> **To do**:
Extract each line from the data below that contains the string "instance".

> **Provided entries**:
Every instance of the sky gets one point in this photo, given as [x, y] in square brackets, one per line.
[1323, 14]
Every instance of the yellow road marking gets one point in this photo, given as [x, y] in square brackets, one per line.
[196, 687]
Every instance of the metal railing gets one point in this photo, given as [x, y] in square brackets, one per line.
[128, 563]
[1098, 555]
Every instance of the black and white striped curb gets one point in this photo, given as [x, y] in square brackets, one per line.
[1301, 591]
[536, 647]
==
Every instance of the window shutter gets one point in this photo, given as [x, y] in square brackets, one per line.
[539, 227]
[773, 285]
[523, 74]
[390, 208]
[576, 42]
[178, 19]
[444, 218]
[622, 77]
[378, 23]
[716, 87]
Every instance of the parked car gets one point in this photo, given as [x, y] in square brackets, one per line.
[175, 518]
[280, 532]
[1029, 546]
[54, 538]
--
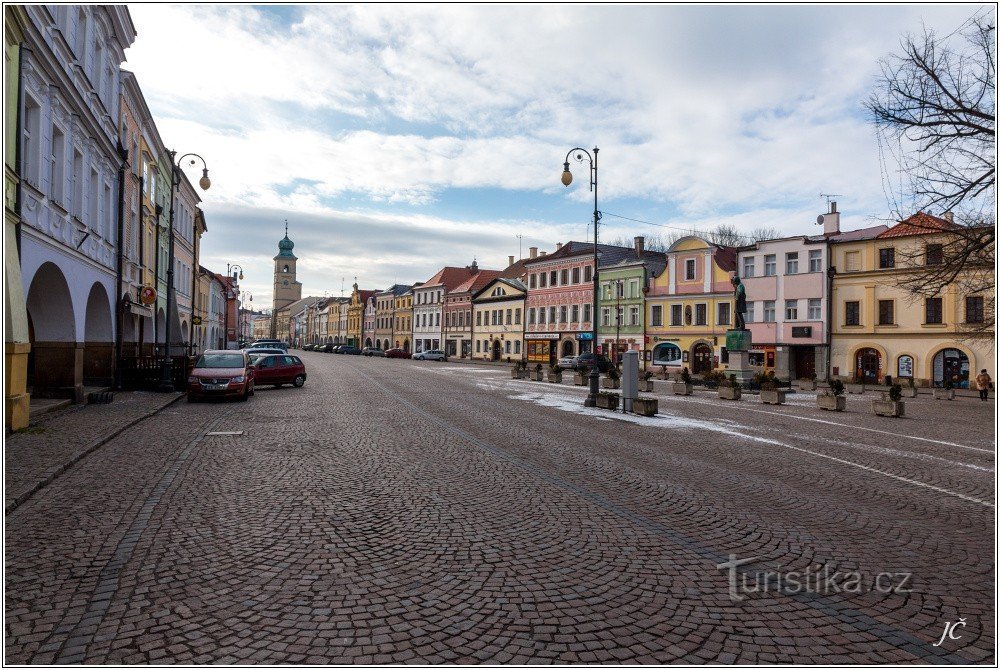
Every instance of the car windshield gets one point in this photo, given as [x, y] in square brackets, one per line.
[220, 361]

> **Problem solution**:
Every instance of the sky gets one point in this photo, given as [x, y] in square brackets, one per line.
Every instance of the yellow road marking gets one point in this photo, given as [x, y] in square brackets, one per line.
Every instance of the metal railing gets one point in this photo, given as [x, y] in square brackets, one per line.
Every instance of the black and white striped curb gets one point in this photo, given as [x, y] in square brackets, one per line.
Every instance of the window shutter gets one point in this photo, given as [x, y] in square brackets, one per line.
Every instance of the parked car gets one point in this photo, given as [x, y] in square brackets, one per line.
Every instance of the car windshield gets one point in this photo, given as [x, y] in square brackets, one per line.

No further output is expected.